• _Set problem 1_
Can you convert the part of the records below that opens with the line containing "Task: spot one point per instance of the trimmed" and closes with the line containing "(737, 1044)" into a JSON list of strings, one string per line, with blank lines left out?

I hope Qarkus may find a better solution for null representation. (or to support the internal functional requirement)
Using the Core YAML Schema would lead to even more questions for a general purpose parser.
Jackson may consider to implement a way to explicitly configure the Core Schema, but I think it will not help you - your users will not configure Jackson.
@asomov I feel we are misunderstanding each other here :)
Quarkus is working just fine - this yaml is valid yaml in any linter/parser/spec:
log:
sentry:
~: true
dsn: "some string"
The only reason I'm speaking about it here is that spotless uses jackson to parse the yaml and format/validate with it and here jackson mutates the output.
I don't follow what Quarkus can do differently here besides maybe also go "around" the jackson and snakeyaml-engine behavior and be ok with "" empty string to mean null...?
@maxandersen yes, it is valid, but it may result in different object. For YAML 1.1 (which is inside Quarcus), ~ is it parsed to null. For YAML 1.2 it may be parsed differently depending on the context. For absolute majority of users ~ is just a char (that is why YAML 1.2 became a superset of JSON).
Please note that Jackson does not mutate anything! It properly parses the input to create expected output.
@maxandersen Quarcus may drop the usage of specific feature of YAML 1.1 and the issue disappears.
I guess from my end, while I think I understand the issue, I am not sure how to address this at Jackson level.
The original request is something I do not think can be supported, unfortunately (seamless access via JsonNode), due to JsonNode being incapable of expressing such structures (like JSON format itself).
But something else perhaps could be supported -- if this is, f.ex, about just avoiding quoting ~ String (forcing "raw" output) to support round-tripping: not sure this is possible using SnakeYAML (Jackson 2.x) or snakeyaml-engine (3.x) but might be.
So I am open to figuring out something that can be done.
@asomov again - Quarkus is just fine here - its the reformatting happening when spotless use jackson of rewriting the content that is problematic IMO. Which is what @cowtowncoder is also hinting at.
I don't know enough about snakeyaml engine to know yet if that is possible.
It is unfortunate yaml 1.2 don't allow it as it makes yaml unnecessary verbose compared to a properties file :)

• _Set problem 2_
How would the forum discussion about Jackson, YAML 1.2 and the ~ key carry on from its last post?

• _Material for this exercise_
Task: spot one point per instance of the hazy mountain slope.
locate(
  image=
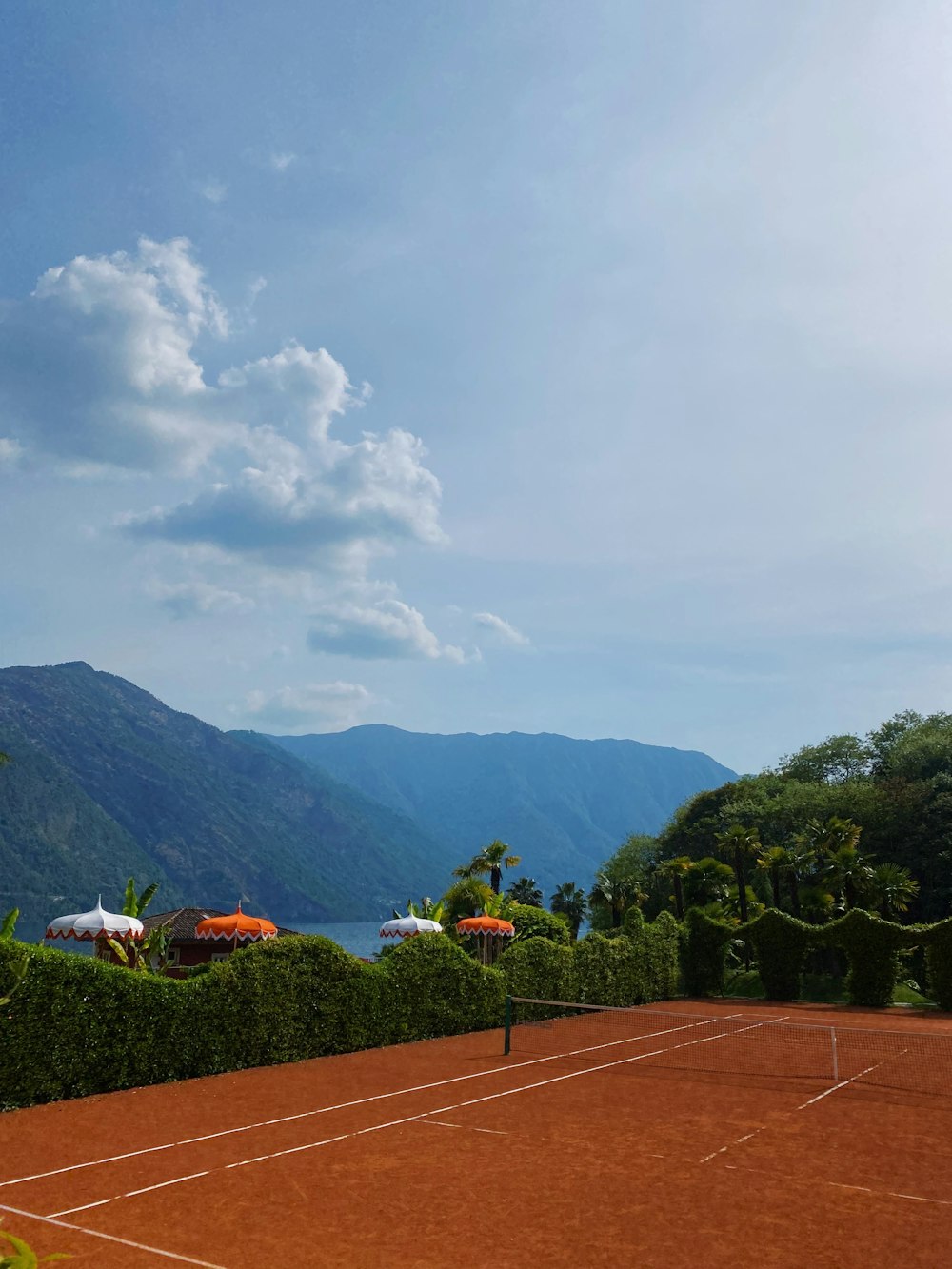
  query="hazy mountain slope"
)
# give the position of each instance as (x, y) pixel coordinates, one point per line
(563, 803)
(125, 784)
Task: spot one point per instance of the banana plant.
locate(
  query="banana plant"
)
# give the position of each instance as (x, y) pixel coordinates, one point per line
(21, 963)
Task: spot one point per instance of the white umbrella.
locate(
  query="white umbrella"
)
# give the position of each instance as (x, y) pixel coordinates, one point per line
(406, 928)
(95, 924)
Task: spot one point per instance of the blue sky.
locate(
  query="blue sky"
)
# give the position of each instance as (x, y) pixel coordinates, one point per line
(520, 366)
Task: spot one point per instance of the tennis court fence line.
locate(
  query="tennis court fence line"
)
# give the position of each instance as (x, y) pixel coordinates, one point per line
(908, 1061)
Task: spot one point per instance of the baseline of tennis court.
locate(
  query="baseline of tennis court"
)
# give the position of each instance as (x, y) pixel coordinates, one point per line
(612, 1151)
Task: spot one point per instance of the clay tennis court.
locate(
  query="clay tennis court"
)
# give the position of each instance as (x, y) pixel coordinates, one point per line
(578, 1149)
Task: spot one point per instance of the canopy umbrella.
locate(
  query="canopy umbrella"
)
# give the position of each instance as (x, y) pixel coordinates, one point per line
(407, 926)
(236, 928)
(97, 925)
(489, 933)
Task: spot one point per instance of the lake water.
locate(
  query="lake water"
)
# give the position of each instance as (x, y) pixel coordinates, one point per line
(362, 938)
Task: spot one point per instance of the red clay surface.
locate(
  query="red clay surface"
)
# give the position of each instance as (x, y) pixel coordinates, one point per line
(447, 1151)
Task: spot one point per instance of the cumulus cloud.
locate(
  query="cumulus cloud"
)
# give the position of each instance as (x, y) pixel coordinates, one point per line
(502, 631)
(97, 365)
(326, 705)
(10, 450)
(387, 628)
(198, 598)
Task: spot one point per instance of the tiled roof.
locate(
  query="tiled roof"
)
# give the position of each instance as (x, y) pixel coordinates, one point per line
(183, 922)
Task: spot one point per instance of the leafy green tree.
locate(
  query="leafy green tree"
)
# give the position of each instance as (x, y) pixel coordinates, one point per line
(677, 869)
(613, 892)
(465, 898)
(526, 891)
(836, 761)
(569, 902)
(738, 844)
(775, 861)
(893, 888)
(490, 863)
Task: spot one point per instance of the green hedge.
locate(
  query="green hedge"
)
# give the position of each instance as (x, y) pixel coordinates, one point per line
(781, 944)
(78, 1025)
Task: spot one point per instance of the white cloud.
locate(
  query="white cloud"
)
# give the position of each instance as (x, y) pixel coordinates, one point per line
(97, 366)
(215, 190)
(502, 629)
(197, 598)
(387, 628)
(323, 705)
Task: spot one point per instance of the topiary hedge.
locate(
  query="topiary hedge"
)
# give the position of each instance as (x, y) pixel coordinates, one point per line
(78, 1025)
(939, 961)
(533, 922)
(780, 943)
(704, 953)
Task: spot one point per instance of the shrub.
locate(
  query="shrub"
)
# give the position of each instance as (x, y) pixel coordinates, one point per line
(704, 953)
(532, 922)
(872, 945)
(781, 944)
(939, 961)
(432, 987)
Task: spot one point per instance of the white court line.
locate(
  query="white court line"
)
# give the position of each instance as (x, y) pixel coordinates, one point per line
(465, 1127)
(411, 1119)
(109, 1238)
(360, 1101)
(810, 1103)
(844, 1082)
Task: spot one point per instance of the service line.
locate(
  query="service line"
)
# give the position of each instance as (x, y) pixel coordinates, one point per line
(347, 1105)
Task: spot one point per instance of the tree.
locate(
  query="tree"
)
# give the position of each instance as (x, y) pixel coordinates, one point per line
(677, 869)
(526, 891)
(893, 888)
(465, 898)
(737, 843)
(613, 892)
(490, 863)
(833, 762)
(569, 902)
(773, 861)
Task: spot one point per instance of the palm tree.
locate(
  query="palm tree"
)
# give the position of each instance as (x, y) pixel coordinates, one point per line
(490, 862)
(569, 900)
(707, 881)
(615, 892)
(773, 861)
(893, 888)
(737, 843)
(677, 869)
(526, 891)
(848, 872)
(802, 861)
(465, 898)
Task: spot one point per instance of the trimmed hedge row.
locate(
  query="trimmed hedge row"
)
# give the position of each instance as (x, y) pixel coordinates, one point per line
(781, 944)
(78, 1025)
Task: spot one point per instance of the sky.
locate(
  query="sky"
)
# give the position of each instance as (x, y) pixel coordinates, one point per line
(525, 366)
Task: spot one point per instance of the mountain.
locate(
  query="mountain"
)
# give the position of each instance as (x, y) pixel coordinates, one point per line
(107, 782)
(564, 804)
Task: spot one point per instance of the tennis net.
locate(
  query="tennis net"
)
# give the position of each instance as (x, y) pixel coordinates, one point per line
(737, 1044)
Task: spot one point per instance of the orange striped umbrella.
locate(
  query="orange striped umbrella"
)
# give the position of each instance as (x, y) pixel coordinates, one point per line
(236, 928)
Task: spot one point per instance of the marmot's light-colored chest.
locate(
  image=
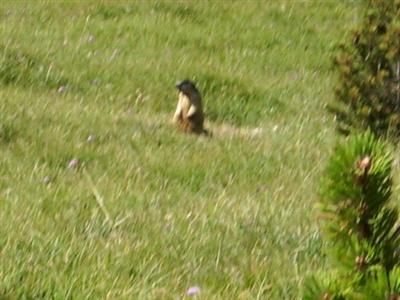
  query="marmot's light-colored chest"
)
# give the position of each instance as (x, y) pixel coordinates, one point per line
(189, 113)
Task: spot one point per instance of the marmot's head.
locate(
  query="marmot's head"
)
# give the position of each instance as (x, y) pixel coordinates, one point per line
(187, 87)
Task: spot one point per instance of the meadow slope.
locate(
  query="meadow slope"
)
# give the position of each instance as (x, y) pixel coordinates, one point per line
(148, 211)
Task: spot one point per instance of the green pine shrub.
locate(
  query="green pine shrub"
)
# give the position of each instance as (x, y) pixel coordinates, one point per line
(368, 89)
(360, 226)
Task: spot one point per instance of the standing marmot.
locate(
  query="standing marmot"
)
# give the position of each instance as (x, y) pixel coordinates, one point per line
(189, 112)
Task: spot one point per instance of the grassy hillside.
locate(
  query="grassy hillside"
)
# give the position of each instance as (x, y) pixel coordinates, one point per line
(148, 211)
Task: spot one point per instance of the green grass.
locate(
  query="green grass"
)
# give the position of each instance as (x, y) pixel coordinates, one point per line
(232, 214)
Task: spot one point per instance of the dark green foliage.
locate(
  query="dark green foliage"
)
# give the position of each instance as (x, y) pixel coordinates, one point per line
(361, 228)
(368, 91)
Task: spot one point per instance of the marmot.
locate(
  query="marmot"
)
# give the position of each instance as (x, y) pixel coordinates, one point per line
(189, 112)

• _Task response 1_
[
  "Task: spot one point per instance of the trimmed hedge row.",
  "locate(",
  "  query=\"trimmed hedge row\"",
  ")",
  "# give the position of each instance as (x, y) pixel coordinates, one point per line",
  "(781, 944)",
  "(78, 1025)",
  "Task: spot one point per instance of the sky.",
  "locate(",
  "  query=\"sky\"",
  ")",
  "# give the position of each instance as (x, y) pixel coordinates, one point per line",
  "(525, 366)",
  "Task: spot one point per instance of the mountain.",
  "locate(",
  "  query=\"mountain\"",
  ")",
  "# give the position of each instance as (x, y) pixel coordinates, one point per line",
  "(107, 782)",
  "(564, 804)",
  "Task: spot one point per instance of the tennis net.",
  "locate(",
  "  query=\"tennis net\"",
  ")",
  "# give the position of each instance as (x, y) pixel coordinates, one point per line",
  "(737, 1044)"
]

• _Task response 2_
@maxandersen I am completely confused when you say "rewriting the content". It means that something is already written, and Jackson replaces it with something else. I see how Jackson can parse, but I do not get how it may "replace"
@asomov I think he means round-tripping (read-write), in which something reads YAML with Jackson into, say, JsonNode, possibly modifies some parts, than writes out as YAML. If so, "~" as key will be represented differently (as quoted String) as a result.
At least that is my reading.
If so, option I am thinking of (a new YAMLWriteFeature) is something like YAMLWriteFeature.WRITE_TILDE_KEY_UNQUOTED (to write '~' key unquoted).
Bigger change, if I had time to really go through the whole process, would be thinking of a way to support actual "null keys" for JsonNode. But that'd be much farther out at this point (if ever).
@cowtowncoder it cannot be the case because SnakeYAML does not wrire null as ~ (unless explicitly instructed, but it is not the case, I studied the source code of Quarkus and I did not see any explicit representer.)
YAMLWriteFeature.WRITE_TILDE_KEY_UNQUOTED cannot be used without switching the schema from JSON to Core.
@maxandersen can you please clarify "rewriting the content"?
@asomov @cowtowncoder is spot on - the issue is that spotless reads the yaml with jackson and writes it out again - in this process the null symbol is redefined to be a String so when it gets written back its with double quotes.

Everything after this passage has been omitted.